[Natural-language object grounding data]

◆ ◆ ◆ ◆ ◆

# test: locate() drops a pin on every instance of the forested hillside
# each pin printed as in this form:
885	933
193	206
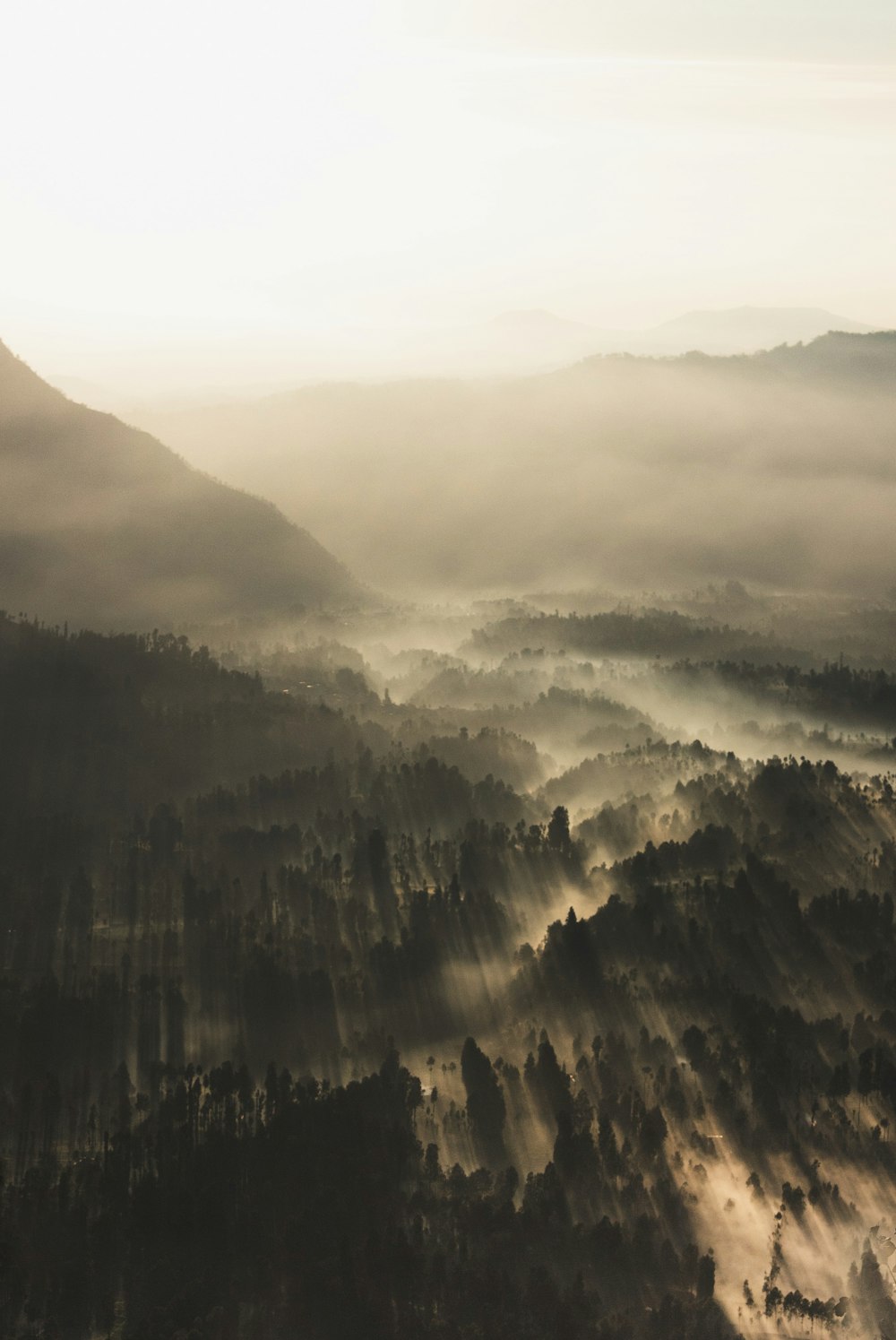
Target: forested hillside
315	1023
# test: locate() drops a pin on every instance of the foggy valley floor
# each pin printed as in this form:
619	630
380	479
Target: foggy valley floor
512	963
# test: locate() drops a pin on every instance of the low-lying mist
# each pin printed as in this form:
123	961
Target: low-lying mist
773	469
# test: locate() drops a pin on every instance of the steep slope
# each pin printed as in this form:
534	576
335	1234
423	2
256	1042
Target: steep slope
102	523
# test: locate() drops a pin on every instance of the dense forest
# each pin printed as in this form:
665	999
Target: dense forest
355	988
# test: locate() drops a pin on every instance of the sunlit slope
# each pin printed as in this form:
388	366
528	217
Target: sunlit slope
102	523
635	473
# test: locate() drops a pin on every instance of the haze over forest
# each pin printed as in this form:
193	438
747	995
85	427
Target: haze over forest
448	673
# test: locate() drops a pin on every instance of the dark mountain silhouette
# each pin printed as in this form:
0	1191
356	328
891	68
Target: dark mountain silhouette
102	523
771	468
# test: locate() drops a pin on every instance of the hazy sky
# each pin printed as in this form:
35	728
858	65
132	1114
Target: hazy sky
186	180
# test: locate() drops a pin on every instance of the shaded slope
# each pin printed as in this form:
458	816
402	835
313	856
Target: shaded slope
102	523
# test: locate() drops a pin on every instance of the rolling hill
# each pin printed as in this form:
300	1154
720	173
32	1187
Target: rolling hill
773	468
100	523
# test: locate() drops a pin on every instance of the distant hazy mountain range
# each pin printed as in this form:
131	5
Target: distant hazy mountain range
100	523
514	343
535	341
774	468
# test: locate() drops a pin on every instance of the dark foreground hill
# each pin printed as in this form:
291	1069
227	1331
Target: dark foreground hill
100	523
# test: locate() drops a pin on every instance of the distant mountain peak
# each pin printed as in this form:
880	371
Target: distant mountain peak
536	319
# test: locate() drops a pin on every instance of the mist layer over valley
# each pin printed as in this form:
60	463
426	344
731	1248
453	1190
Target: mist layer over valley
513	961
774	469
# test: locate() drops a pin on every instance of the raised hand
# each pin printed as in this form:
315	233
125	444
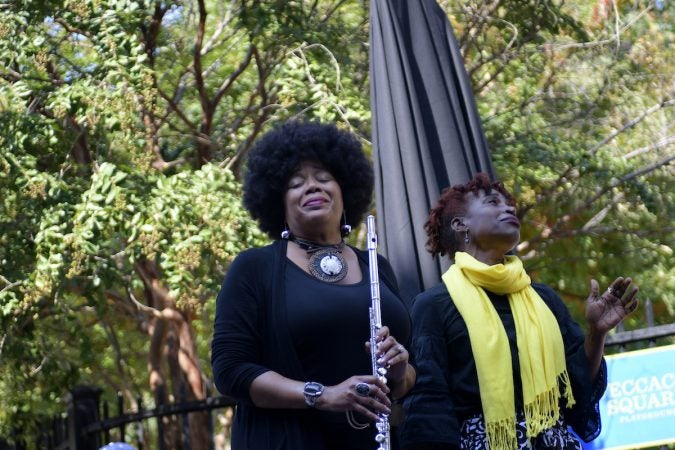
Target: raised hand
605	310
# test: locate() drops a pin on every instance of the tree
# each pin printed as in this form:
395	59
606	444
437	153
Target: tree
577	104
124	128
125	125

◆ ◆ ◆ ◆ ◆

What to do:
The output must match, line for line, the span from the line containing "the dark mountain silhouette" through the end of the data, with the pictures removed.

Solution to the problem:
# test: locate() drops a pin on every instance of the dark mountain silhouette
# each pin printed as in this form:
0	1191
356	328
891	68
Target: dark mountain silhouette
102	523
771	468
# test: locate() drops a pin on every instance of the hazy sky
# each pin printed as in this form:
35	728
858	65
132	1114
Target: hazy sky
186	180
# test: locate() drops a pin on every instance of the shaded slope
# each pin printed as in this form:
458	816
402	835
313	856
Target: shaded slope
102	523
# test: locate() drops a pin on every instance of the rolling hill
# each pin printed as in this form:
300	1154
720	173
32	1187
Target: rolling hill
773	468
100	523
# test: locate() drops a pin on every instance of the distant hazy mountain range
# each pin printed as in this form:
131	5
Target: distant hazy mountain range
100	523
514	343
535	341
774	468
# test: locate() drops a pin on every instance of the dark foreground hill
# each pin printed as in this form:
291	1069
227	1331
Target: dark foreground hill
100	523
# test: locate() drops a pin on every instance of the distant mountain peak
# each pin printed as in this form:
880	371
Target: distant mountain peak
536	319
# test: locate() drops a pin on every instance of the mist layer over valley
# each pin printed as in this form:
60	463
426	344
731	1248
453	1190
Target: mist layer over valley
513	961
774	469
# test: locate() drops a pin on every instance of the raised hand
# each pin printed as in this form:
315	233
125	444
Target: raised hand
605	310
# test: locate() drops a pin on every instance of the tree
# each pin printed as in this form:
395	59
606	444
437	153
Target: tree
577	104
124	128
125	125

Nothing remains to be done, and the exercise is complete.